“Stupid publisher,” she wrote.
Strange as it may sound, those two words made me feel better. Although they were written in an email, I could hear her saying them. I could see her saying them. Those two simple words made me smile.
I’d just gotten another manuscript rejection. I usually keep these things fairly private, but this was an old friend, a writer who would understand. Without discussing the story at all, I’d mentioned to her the painful waiting, the longing, the uncertainty and the hope I was feeling about this piece. Without saying it in so many words, she counselled patience. There may be things at work, she said, that I don’t know about.
I breathed in and I breathed out. Patience. Yes, patience. Be patient.

▸ **SOURCE DATA**:
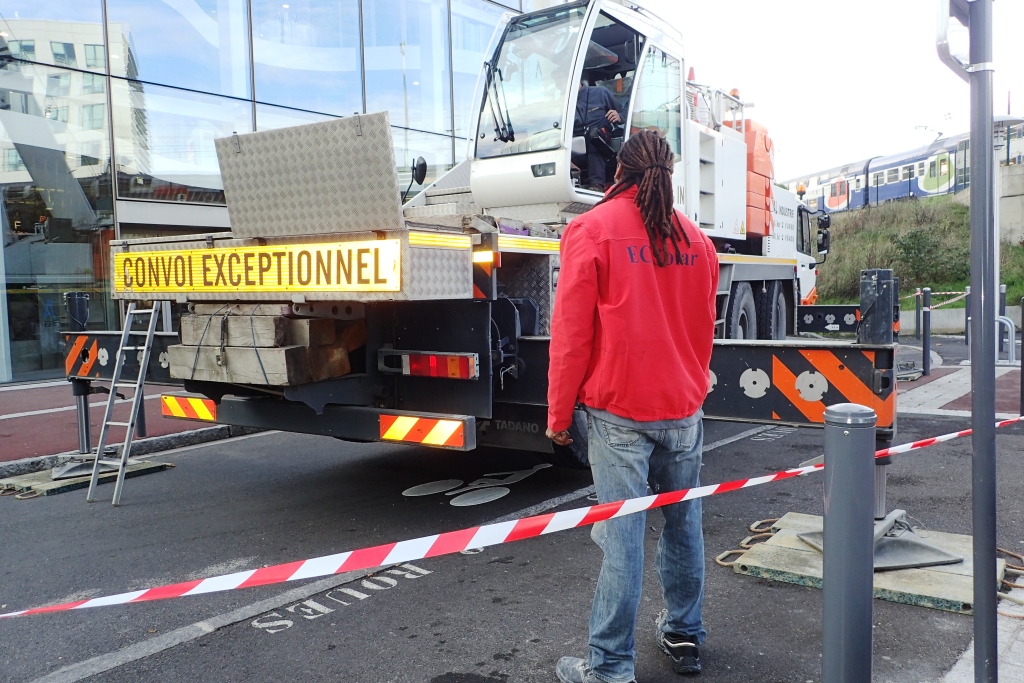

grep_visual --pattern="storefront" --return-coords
[0,0,554,382]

▸ **TASK TO COMPLETE**:
Continue the personal account of the manuscript rejection and the friend's "Stupid publisher" email, starting after its final line.

▸ **REPLY**:
I am a patient person, and I’ve come to believe that no news is good news, but that lingering is an awful feeling. I imagine the manuscript suspended by an editor’s hand, hovering over the “Yes, it’s brilliant and we would be fools not to publish it pile” and the “It’s a complete waste of ink” pile. Which is it? Does it depend on whether someone sneezes, whether a gust of air pushes through a window? Does it depend on whether it`s a sunny day or one with clouds? Or is it such a piece of junk that it`s buried in a stack of papers? Maybe no one is holding it suspended anywhere. Maybe it`s been dealt its fatal blow and no one has remembered to tell me. Maybe they`ve lost my phone number. Maybe the editor who liked it has died.
It’s enough to make a person feel crazy.
During the `maybe` months, I had come to understand why so many writers suffer from manic depression and/or drink heavily. To me an answer from the publisher — even an answer I didn’t want — was preferable to that back of the mind waiting and waiting and waiting.
I was sad that this story didn’t made the final cut, but I also felt strangely liberated. Maybe this story hadn’t been such a good fit with that particular publisher after all. If it sat around for months, had been through several editorial meetings, and was still being debated, was there excitement for this project? Was there the excitement I was feeling for it? I knew I had at least one strong advocate, but was one enough to carry the project? Would one person plus me be enough not only to give it wings, but to make it soar? What if there was something intrinsically wrong with it? What if it wasn`t my best work? Do I want something out there that`s mediocre?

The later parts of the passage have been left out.